# [SET TASK]
Copy every line, leaving nothing out and adding nothing.

# [AVAILABLE RECORDS]
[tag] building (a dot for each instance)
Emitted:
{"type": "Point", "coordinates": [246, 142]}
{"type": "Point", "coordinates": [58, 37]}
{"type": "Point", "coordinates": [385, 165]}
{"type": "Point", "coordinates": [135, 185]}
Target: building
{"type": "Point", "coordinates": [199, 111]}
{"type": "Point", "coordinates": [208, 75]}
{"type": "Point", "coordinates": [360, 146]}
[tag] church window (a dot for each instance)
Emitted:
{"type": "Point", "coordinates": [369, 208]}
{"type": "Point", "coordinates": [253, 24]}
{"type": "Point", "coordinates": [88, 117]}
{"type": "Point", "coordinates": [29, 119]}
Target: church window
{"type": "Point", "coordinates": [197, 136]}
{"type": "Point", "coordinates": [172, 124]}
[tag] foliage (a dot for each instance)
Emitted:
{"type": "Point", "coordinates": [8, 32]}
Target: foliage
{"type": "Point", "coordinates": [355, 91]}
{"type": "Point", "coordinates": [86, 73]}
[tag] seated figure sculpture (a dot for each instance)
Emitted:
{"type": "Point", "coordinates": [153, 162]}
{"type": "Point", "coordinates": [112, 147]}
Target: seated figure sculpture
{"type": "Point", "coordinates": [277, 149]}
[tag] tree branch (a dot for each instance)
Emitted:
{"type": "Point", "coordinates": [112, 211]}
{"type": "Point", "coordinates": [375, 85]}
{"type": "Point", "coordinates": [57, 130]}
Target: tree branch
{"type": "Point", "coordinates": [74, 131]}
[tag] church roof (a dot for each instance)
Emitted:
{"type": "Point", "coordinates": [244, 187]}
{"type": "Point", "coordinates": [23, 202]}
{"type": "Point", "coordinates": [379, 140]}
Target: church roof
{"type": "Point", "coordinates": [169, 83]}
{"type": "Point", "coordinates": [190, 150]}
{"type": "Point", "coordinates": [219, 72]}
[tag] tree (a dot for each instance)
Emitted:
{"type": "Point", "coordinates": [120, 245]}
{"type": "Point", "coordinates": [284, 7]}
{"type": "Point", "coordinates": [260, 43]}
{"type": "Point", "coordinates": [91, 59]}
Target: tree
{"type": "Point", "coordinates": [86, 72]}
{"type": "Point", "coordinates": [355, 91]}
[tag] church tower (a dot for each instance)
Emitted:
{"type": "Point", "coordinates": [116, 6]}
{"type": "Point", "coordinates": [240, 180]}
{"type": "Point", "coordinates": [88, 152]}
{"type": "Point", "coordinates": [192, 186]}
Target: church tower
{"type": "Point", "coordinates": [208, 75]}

# [REPLY]
[tag] building (a dot for each instance)
Emitted:
{"type": "Point", "coordinates": [246, 142]}
{"type": "Point", "coordinates": [58, 37]}
{"type": "Point", "coordinates": [385, 165]}
{"type": "Point", "coordinates": [135, 185]}
Target: building
{"type": "Point", "coordinates": [199, 111]}
{"type": "Point", "coordinates": [208, 75]}
{"type": "Point", "coordinates": [360, 146]}
[tag] church window (a dot for each instance)
Emitted:
{"type": "Point", "coordinates": [369, 208]}
{"type": "Point", "coordinates": [253, 24]}
{"type": "Point", "coordinates": [88, 117]}
{"type": "Point", "coordinates": [29, 119]}
Target: church window
{"type": "Point", "coordinates": [197, 136]}
{"type": "Point", "coordinates": [172, 124]}
[tag] foliage (a dot for each instance)
Emitted:
{"type": "Point", "coordinates": [8, 32]}
Target: foliage
{"type": "Point", "coordinates": [355, 91]}
{"type": "Point", "coordinates": [86, 73]}
[tag] seated figure sculpture (a dot for each instance)
Emitted:
{"type": "Point", "coordinates": [153, 162]}
{"type": "Point", "coordinates": [112, 147]}
Target: seated figure sculpture
{"type": "Point", "coordinates": [277, 149]}
[tag] tree branch (a dot for each instance)
Emitted:
{"type": "Point", "coordinates": [112, 211]}
{"type": "Point", "coordinates": [375, 85]}
{"type": "Point", "coordinates": [57, 130]}
Target: tree branch
{"type": "Point", "coordinates": [74, 131]}
[tag] church roof (a dot for each instance)
Emitted:
{"type": "Point", "coordinates": [244, 187]}
{"type": "Point", "coordinates": [23, 202]}
{"type": "Point", "coordinates": [379, 140]}
Target: church roof
{"type": "Point", "coordinates": [169, 83]}
{"type": "Point", "coordinates": [190, 150]}
{"type": "Point", "coordinates": [219, 72]}
[tag] tree (a dot for each instance)
Emitted:
{"type": "Point", "coordinates": [120, 245]}
{"type": "Point", "coordinates": [284, 7]}
{"type": "Point", "coordinates": [260, 43]}
{"type": "Point", "coordinates": [91, 59]}
Target: tree
{"type": "Point", "coordinates": [86, 72]}
{"type": "Point", "coordinates": [355, 91]}
[tag] church tower (a dot for each instance)
Emitted:
{"type": "Point", "coordinates": [116, 6]}
{"type": "Point", "coordinates": [240, 180]}
{"type": "Point", "coordinates": [88, 152]}
{"type": "Point", "coordinates": [192, 186]}
Target: church tower
{"type": "Point", "coordinates": [208, 75]}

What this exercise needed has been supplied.